TESTO ESTRATTO:
*-*-*

La riforma operata con la legge costituzionale 18 ottobre 2001, n. 3 (Modifiche al titolo V della parte seconda della Costituzione), nel conferire autonomia finanziaria di entrata e di spesa ai comuni, alle province, alle città metropolitane e alle regioni, ha conferito ad essi risorse autonome, in aggiunta a compartecipazioni al gettito di tributi erariali riferibile al loro territorio, nonché il potere di stabilire e applicare tributi ed entrate propri, in armonia con la Costituzione e secondo i princìpi di coordinamento della finanza pubblica e del sistema tributario. Nel corso degli ultimi anni, la giurisprudenza della Corte costituzionale si è quindi sforzata di enucleare il significato delle nuove disposizioni e di precisarne la collocazione nel sistema giuridico[4].
Per quanto riguarda, in generale, l’attuazione del nuovo articolo 119 della Costituzione e l’esplicazione della potestà legislativa regionale relativamente all’istituzione di tributi propri, la Corte costituzionale ha segnalato l’urgenza di realizzare il sistema di finanza regionale ivi prefigurato, “al fine di concretizzare davvero quanto previsto nel nuovo titolo V della Costituzione, poiché altrimenti si verrebbe a contraddire il diverso riparto di competenze configurato dalle nuove disposizioni” e per prevenire “rischi di cattiva funzionalità o addirittura di blocco di interi ambiti settoriali” (sent. n. 370 del 2003, Diritto, 7).
La sentenza n. 37 del 2004 (Diritto, 5) ha indicato come necessario presupposto per l'attuazione del disegno costituzionale “l'intervento del legislatore statale, il quale, al fine di coordinare l'insieme della finanza pubblica, dovrà non solo fissare i principi cui i legislatori regionali dovranno attenersi, ma anche determinare le grandi linee dell'intero sistema tributario, e definire gli spazi e i limiti entro i quali potrà esplicarsi la potestà impositiva, rispettivamente, di Stato, Regioni ed enti locali”. Per quanto riguarda in particolare i tributi locali, la riserva di legge stabilita dall’articolo 23 della Costituzione comporta la necessità di definire l'ambito in cui potrà esplicarsi la potestà regolamentare degli enti sub-regionali, sforniti di poteri legislativi, e il rapporto fra quest’ultima e la legislazione statale e legislazione regionale per quanto attiene alla disciplina di grado primario. La Corte ha quindi concluso che “non è ammissibile, in materia tributaria, una piena esplicazione di potestà regionali autonome in carenza della fondamentale legislazione di coordinamento dettata dal Parlamento nazionale”. Questa conclusione è stata confermata nella sentenze n. 241 del 2004 (sulla delega per la riforma del sistema fiscale statale) e n. 261 del 2004 (sulla determinazione delle basi di calcolo dei sovracanoni per la produzione di energia idroelettrica).

*-*-*

DATI FORNITI:
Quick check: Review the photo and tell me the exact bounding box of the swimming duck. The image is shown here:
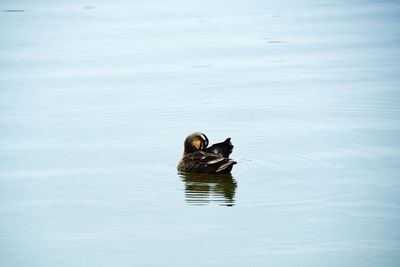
[178,132,236,173]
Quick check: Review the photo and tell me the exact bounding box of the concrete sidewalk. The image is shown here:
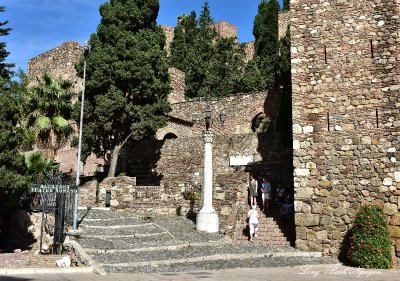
[0,264,400,281]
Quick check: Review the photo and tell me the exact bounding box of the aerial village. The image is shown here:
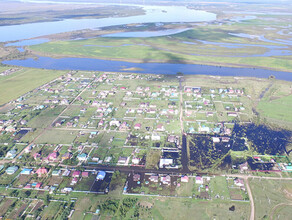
[0,71,292,218]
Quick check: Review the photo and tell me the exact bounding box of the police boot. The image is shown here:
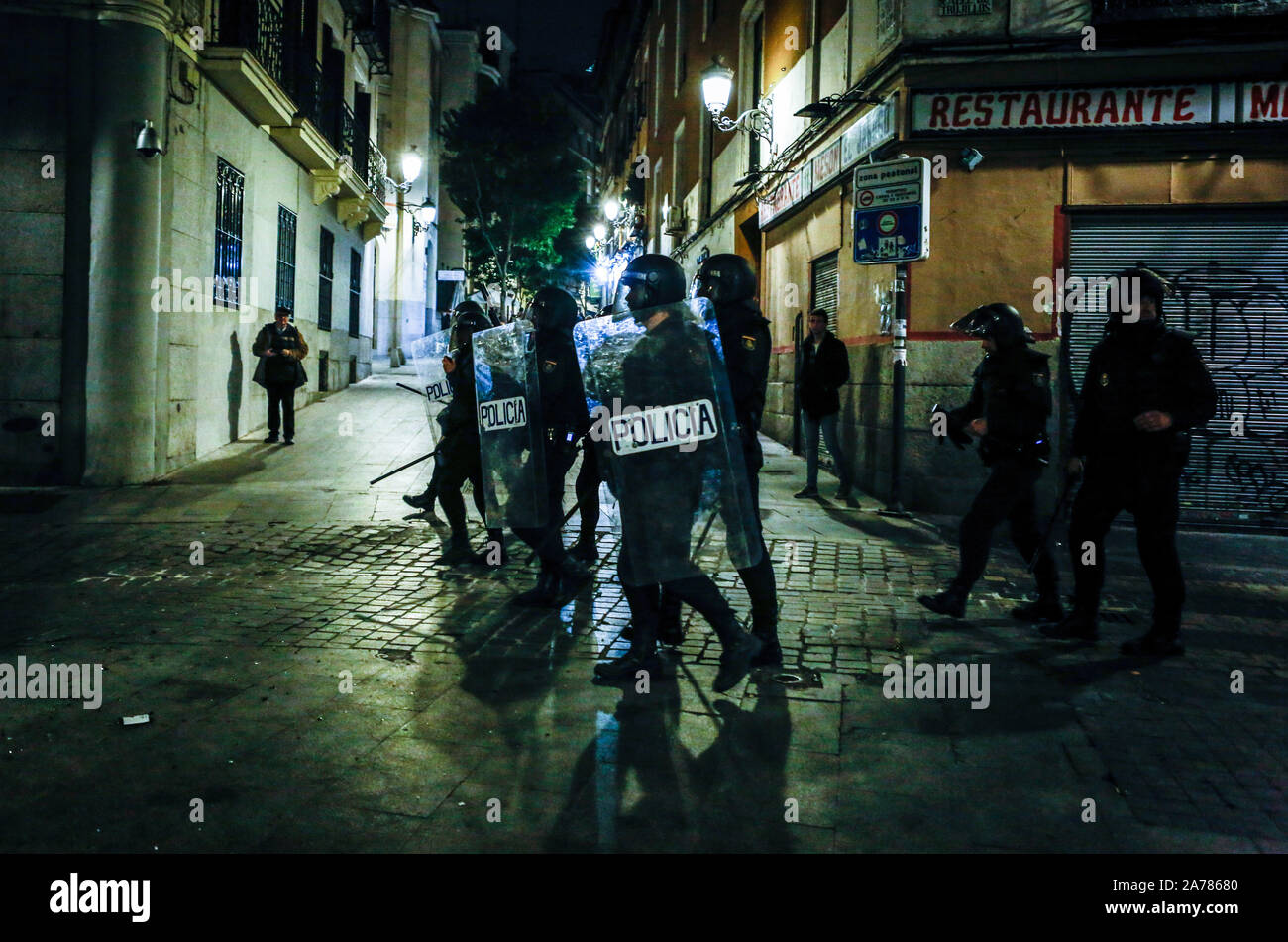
[657,590,684,647]
[568,530,599,563]
[917,585,966,618]
[711,611,764,693]
[1040,609,1100,641]
[512,563,559,607]
[1118,625,1185,658]
[403,483,438,512]
[1012,594,1064,622]
[438,534,474,567]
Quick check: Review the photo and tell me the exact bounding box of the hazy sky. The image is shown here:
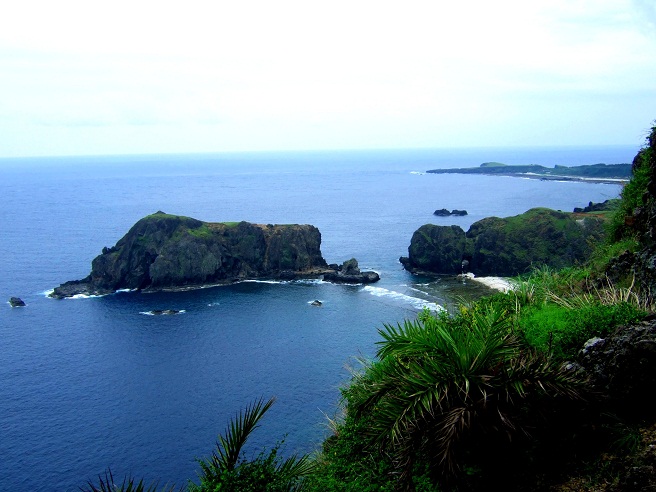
[0,0,656,157]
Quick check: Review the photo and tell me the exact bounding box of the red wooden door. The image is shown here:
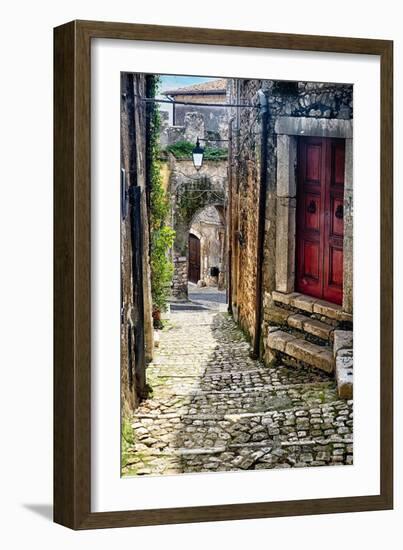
[188,233,200,283]
[296,138,345,304]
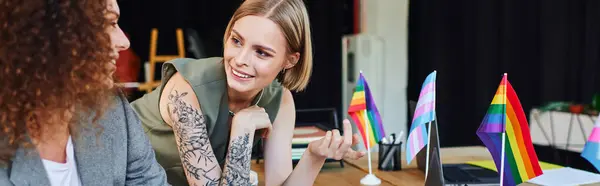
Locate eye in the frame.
[231,37,242,46]
[256,50,271,57]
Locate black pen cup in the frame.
[378,142,402,171]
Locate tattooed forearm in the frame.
[221,133,252,185]
[168,91,221,185]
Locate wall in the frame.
[360,0,416,146]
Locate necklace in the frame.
[229,88,265,116]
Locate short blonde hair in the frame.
[223,0,312,91]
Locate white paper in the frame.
[527,167,600,185]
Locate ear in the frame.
[283,52,300,69]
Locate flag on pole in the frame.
[477,74,543,185]
[406,71,437,163]
[348,72,385,147]
[581,116,600,170]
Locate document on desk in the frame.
[527,167,600,185]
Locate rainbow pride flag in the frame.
[406,71,437,163]
[477,74,543,185]
[348,72,385,148]
[581,116,600,171]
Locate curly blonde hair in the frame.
[0,0,116,163]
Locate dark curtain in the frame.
[407,0,600,146]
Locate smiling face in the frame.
[105,0,129,85]
[224,16,299,93]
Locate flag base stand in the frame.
[360,174,381,185]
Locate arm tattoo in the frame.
[221,133,252,185]
[167,91,220,185]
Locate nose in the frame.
[114,28,131,51]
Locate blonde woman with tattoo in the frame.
[133,0,365,185]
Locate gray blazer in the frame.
[0,93,168,186]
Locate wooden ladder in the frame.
[138,28,185,93]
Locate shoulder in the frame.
[158,73,200,125]
[97,91,139,134]
[163,57,225,86]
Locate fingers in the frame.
[318,131,333,157]
[344,149,366,160]
[334,134,352,160]
[352,134,360,146]
[327,129,343,160]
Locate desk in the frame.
[345,146,599,186]
[251,161,393,186]
[345,146,492,185]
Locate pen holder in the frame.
[378,142,402,171]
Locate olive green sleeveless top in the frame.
[131,57,282,185]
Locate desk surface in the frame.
[251,146,599,186]
[345,146,599,186]
[345,146,491,185]
[251,160,393,186]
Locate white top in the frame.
[42,136,81,186]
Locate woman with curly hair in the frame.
[0,0,167,186]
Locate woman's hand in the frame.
[308,119,365,160]
[232,106,273,138]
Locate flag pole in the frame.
[360,70,381,185]
[425,121,431,179]
[425,70,437,179]
[500,73,508,185]
[364,110,373,174]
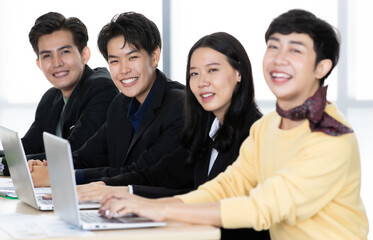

*-*-*

OBIETTIVO: Riprendi il testo sull'autonomia finanziaria di regioni ed enti locali, continuando subito dopo la sua ultima frase.

RISULTATO ATTESO:
Per quanto riguarda la specificazione della nozione di tributo proprio, la Corte ha affermato costantemente che nell’attuale quadro normativo non si danno tributi che possano essere definiti propri delle regioni, nel senso inteso dall’articolo 119 della Costituzione. Infatti, attualmente esistono soltanto tributi istituiti e disciplinati da leggi dello Stato, connotati dalla sola particolarità che il loro gettito è attribuito alle regioni. La disciplina di questi “tributi regionali” non è divenuta oggetto di legislazione concorrente, ai sensi dell’articolo 117, terzo comma, della Costituzione, ma appartiene alla competenza esclusiva della legislazione dello Stato, che disciplina i casi e i limiti in cui può esplicarsi la potestà legislativa regionale. Spetta quindi al legislatore statale la potestà di dettare norme modificative, anche nel dettaglio, della disciplina dei tributi locali esistenti. Tale potestà deve tuttavia esercitarsi in armonia con i nuovi princìpi costituzionali: in particolare, non potrebbe sopprimere, senza sostituirli, gli spazi di autonomia già riconosciuti alle regioni e agli enti locali dal vigente ordinamento, né configurare un sistema finanziario complessivo che contraddica tali princìpi (sent. n. 37 del 2004, Diritto, 5).
La prima pronunzia a questo proposito è contenuta nella sentenza n. 296 del 2003 che, su ricorso del Governo avverso la legge della regione Piemonte 5 agosto 2002, n. 20, ha dichiarato illegittime le disposizioni ivi contenute in materia di imposta regionale sulle attività produttive (IRAP) e di tassa automobilistica (esenzione dell’Agenzia per lo svolgimento dei giochi olimpici invernali di Torino 2006 dal pagamento dell’IRAP; esenzione permanente dal pagamento della tassa automobilistica per gli autoveicoli alimentati a gas metano; proroga del termine per il recupero delle tasse automobilistiche regionali dovute per l’anno 1999).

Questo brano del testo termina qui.